Okuma metni:
━━━━━━━━━━━━━━━━━━━━

Sahiden her şey geçmişte mi kaldı? Zaman akıp gittikçe her şey değişti mi? Bütün insanlar yok mu oldular, hiç yaşamamış gibi? Koskocaman bir hiçlik mi kaldı geriye? Biz de yok olup gidecek miyiz böyle? Bizden sonra da bir hiçlik mi kalacak geriye?
Onlar da bizim gibiydiler aslında. Gündelik hayatları vardı. İş güç gayilesi, yoksulluk, çoluk çocuk hatta okul, spor….Kısacası şimdi bizim gibi…Birdenbire mi çekip gittiler, hiç mi olmadılar bu dünyada? Hayalleri vardı, planları vardı, dilleri de vardı elbette. Kulağa hoş geliyor muydu acaba? İyonca mıydı, Yunanca mıydı? İki bin yıl mı geçti yoksa üç bin yıl mı?
Tiyatro desen var, Meclis Binası desen var. Tapınak desen en güzelinden. İki tane liman, agora. Ne ararsan var. Peki ya insanlar nerede? Nekropol yok mu diye soracaksınız. O da var tabiî ki. Birkaç kuru kemik, bir iki seramik parçası. Belki birkaç iskelet, bir iki tanetuğla mezar. Ama insanlar yok işte. Yok, yok, yok.

━━━━━━━━━━━━━━━━━━━━

Antik kentin yok olan insanlarını anlatan metni hiçbir değişiklik yapmadan baştan sona yeniden yazın. Yalnızca bu metinden yararlanın.

━━━━━━━━━━━━━━━━━━━━

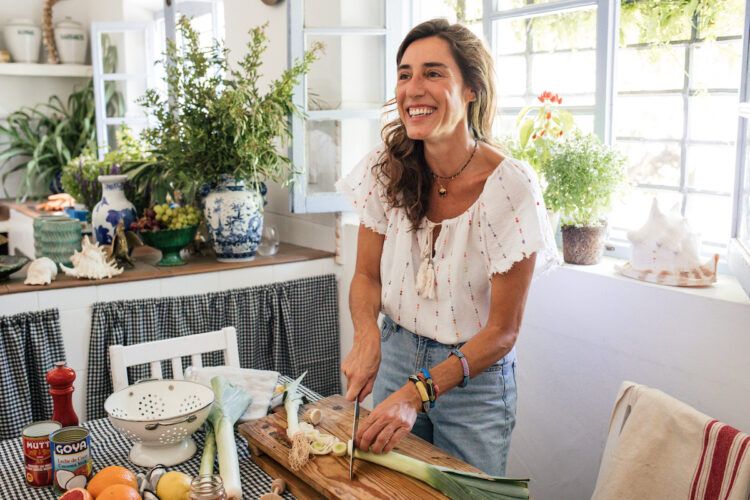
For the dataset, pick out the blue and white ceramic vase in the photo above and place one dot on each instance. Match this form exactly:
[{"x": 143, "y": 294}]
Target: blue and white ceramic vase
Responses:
[
  {"x": 112, "y": 208},
  {"x": 234, "y": 218}
]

━━━━━━━━━━━━━━━━━━━━

Yazılı yanıt:
Sahiden her şey geçmişte mi kaldı? Zaman akıp gittikçe her şey değişti mi? Bütün insanlar yok mu oldular, hiç yaşamamış gibi? Koskocaman bir hiçlik mi kaldı geriye? Biz de yok olup gidecek miyiz böyle? Bizden sonra da bir hiçlik mi kalacak geriye?
Onlar da bizim gibiydiler aslında. Gündelik hayatları vardı. İş güç gayilesi, yoksulluk, çoluk çocuk hatta okul, spor….Kısacası şimdi bizim gibi…Birdenbire mi çekip gittiler, hiç mi olmadılar bu dünyada? Hayalleri vardı, planları vardı, dilleri de vardı elbette. Kulağa hoş geliyor muydu acaba? İyonca mıydı, Yunanca mıydı? İki bin yıl mı geçti yoksa üç bin yıl mı?
Tiyatro desen var, Meclis Binası desen var. Tapınak desen en güzelinden. İki tane liman, agora. Ne ararsan var. Peki ya insanlar nerede? Nekropol yok mu diye soracaksınız. O da var tabiî ki. Birkaç kuru kemik, bir iki seramik parçası. Belki birkaç iskelet, bir iki tanetuğla mezar. Ama insanlar yok işte. Yok, yok, yok.